CONSIGNE ÉCRITE 1 ::
Indiquez uniquement le nombre de lignes des enregistrements qui contiennent la chaîne « fold », en tenant compte de la casse.

EXTRAIT FOURNI ::
LeConcombreMaske a dit:
			
		

> tiens, un ptit truc que j'ai pas sorti depuis longtemps et qui me parait, là, parfaitement approprié... c'est cadeau... si si, ça me fait plaisir



Et copier coller des citations, c'est une grande richesse ? :rateau:


----------



## LeConcombreMaske (8 Mars 2005)

abba zaba a dit:
			
		

> Et copier coller des citations, c'est une grande richesse ? :rateau:



tu devrais quand même la lire...


----------



## Macounette (8 Mars 2005)

Malow a dit:
			
		

> La journée de la femme, ou plutot devrions nous dire La journée des femmes!
> Mais lesquelles?  (...)


_Vous avez distribué trop de points de réputation ces dernières 24 heures, essayez plus tard_

zut.  :love:


----------



## abba zaba (8 Mars 2005)

LeConcombreMaske a dit:
			
		

> pas mieux


----------



## nato kino (8 Mars 2005)

jahrom a dit:
			
		

> C'est à dire que "bande de connes" ça passerai mieux dans un bar... :casse:



Je sais que la chasse à courre vient d'être interdite en angleterre mais ce n'est pas une raison pour ne pas faire un effort.


----------



## rezba (8 Mars 2005)

je hais les ordis a dit:
			
		

> fais le toi-même superman.... bah alors je vous fais pas rire ????






			
				je hais les ordis a dit:
			
		

> c'est de l'abus de pouvoir.....vous avez posé une question et je repond que je trouve pas ca si con la journée de la femme....peut être que la forme ne vous plait pas, j'en conviens je manque de délicatesse...ce nn'est pas trés grave et il ne faut pas tout prendre au pied de la lettre.....d'ailleurs sur le fond j'ai raison.



Bon, ça suffit, maintenant.
"je hais les ordis", je t'ai demandé d'éditer et de corriger ton post, parce que le "bande de cons" qui le ponctuait n'étant accompagné d'aucun signe d'ironie quelconque, était à prendre et à lire au premier degré. En conséquence de quoi, c'était une injure aux posteurs qui te précédaient.
Je t'invitais donc, soit a introduire la marque d'un degré d'humour qui l'aurait rendu acceptable, soit à faire amende honorable et à l'effacer.
Non seulement tu ne le fais pas, mais tu insistes.
Alors je vais t'apprendre deux ou trois petits trucs sur comment fonctionne ce forum.

1. Ici, ceux qui décident de ce qui reste publié ou pas sont les modérateurs. Et j'en suis un. Et quand je parle en tant que modérateur, j'écris avec cette belle couleur verte de la modération, pour qu'il n'y ait pas d'équivoque.
Tu peux argumenter la décision, la trouver injuste, maugréer dans ton coin, appeler tes copains à la rescousse, tout ce que tu veux.
Mais c'est comme ça.

2. Quand je te demande sérieusement de faire quelque chose, tu le fais, ou je te sanctionne en t'empêchant pendant une période limitée de poster avec ton pseudo.
En l'espèce, c'est exactement ce qui va se passer. Tu auras deux jours pour méditer sur mon pouvoir, et tes abus.

Données d'annotation par points
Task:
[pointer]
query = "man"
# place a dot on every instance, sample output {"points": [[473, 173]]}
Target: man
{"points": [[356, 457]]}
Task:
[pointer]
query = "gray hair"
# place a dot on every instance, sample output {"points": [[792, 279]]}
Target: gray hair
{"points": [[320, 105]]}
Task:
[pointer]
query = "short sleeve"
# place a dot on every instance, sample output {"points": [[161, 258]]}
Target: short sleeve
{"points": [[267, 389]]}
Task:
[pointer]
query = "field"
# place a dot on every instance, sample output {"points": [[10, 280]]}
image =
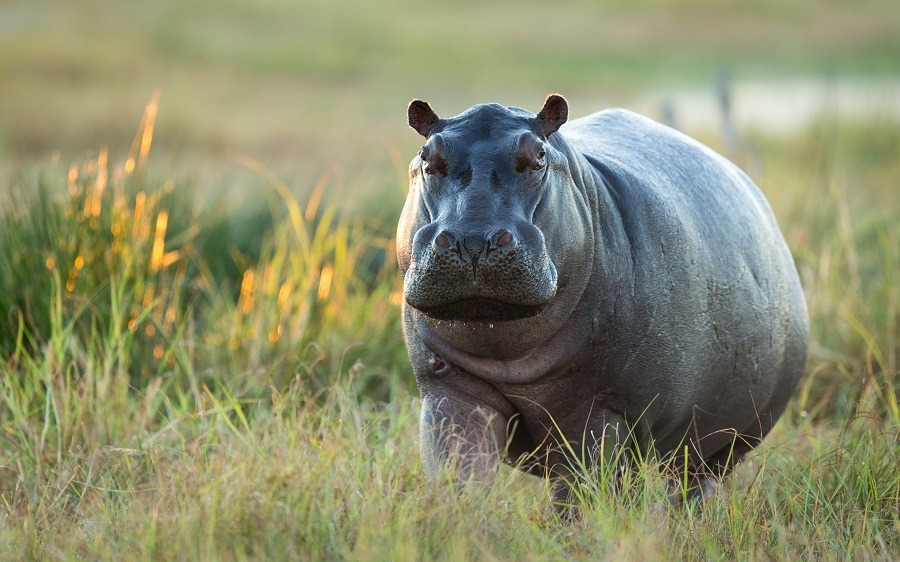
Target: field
{"points": [[200, 349]]}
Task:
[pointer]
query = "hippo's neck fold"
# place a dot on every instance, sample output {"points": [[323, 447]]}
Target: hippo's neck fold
{"points": [[534, 364]]}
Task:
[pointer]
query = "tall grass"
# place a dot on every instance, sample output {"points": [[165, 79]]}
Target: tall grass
{"points": [[151, 407]]}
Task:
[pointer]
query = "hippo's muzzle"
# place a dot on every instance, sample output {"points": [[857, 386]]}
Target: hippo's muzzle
{"points": [[490, 274]]}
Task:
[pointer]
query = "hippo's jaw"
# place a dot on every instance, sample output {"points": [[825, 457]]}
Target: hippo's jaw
{"points": [[500, 285]]}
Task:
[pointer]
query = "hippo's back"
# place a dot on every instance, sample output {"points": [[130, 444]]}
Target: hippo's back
{"points": [[708, 328]]}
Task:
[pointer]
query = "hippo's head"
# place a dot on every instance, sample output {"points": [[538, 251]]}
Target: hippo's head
{"points": [[494, 232]]}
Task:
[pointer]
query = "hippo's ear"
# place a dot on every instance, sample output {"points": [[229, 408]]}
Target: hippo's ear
{"points": [[554, 114], [421, 117]]}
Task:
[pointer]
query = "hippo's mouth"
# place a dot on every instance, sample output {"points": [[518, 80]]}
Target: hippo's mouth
{"points": [[481, 309]]}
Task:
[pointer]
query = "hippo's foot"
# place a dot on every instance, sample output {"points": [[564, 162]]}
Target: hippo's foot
{"points": [[700, 487], [562, 501]]}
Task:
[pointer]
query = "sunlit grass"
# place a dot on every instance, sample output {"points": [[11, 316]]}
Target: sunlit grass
{"points": [[154, 406]]}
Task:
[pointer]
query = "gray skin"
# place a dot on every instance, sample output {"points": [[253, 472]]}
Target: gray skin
{"points": [[611, 285]]}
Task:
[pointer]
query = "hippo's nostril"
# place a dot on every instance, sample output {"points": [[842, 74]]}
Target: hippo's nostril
{"points": [[443, 241], [504, 237]]}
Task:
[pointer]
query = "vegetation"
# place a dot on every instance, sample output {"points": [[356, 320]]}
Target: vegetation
{"points": [[188, 372]]}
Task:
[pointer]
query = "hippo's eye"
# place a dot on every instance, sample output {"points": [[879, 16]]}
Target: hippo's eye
{"points": [[434, 163], [530, 160]]}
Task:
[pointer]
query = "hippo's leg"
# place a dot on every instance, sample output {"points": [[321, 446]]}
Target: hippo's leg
{"points": [[465, 438], [604, 439], [704, 482]]}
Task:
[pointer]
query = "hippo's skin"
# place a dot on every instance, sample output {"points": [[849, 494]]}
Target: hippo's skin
{"points": [[613, 280]]}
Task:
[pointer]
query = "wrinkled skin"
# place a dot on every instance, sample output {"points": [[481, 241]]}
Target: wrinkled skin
{"points": [[574, 289]]}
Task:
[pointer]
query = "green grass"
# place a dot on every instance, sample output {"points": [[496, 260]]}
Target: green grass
{"points": [[267, 411], [200, 350]]}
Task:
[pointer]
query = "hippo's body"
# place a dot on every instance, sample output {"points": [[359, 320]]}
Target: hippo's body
{"points": [[615, 280]]}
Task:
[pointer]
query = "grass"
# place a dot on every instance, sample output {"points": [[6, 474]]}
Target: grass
{"points": [[155, 408], [200, 350]]}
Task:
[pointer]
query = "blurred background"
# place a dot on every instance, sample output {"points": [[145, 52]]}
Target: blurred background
{"points": [[306, 86]]}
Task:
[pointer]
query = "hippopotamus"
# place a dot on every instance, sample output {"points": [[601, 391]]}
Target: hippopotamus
{"points": [[576, 290]]}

CONSIGNE ÉCRITE 2 ::
D'après l'extrait fourni, de quelle couleur le modérateur écrit-il lorsqu'il parle en tant que modérateur ?

CORRIGÉ COMPLET 1 ::
2

CORRIGÉ COMPLET 2 ::
En vert, la couleur de la modération.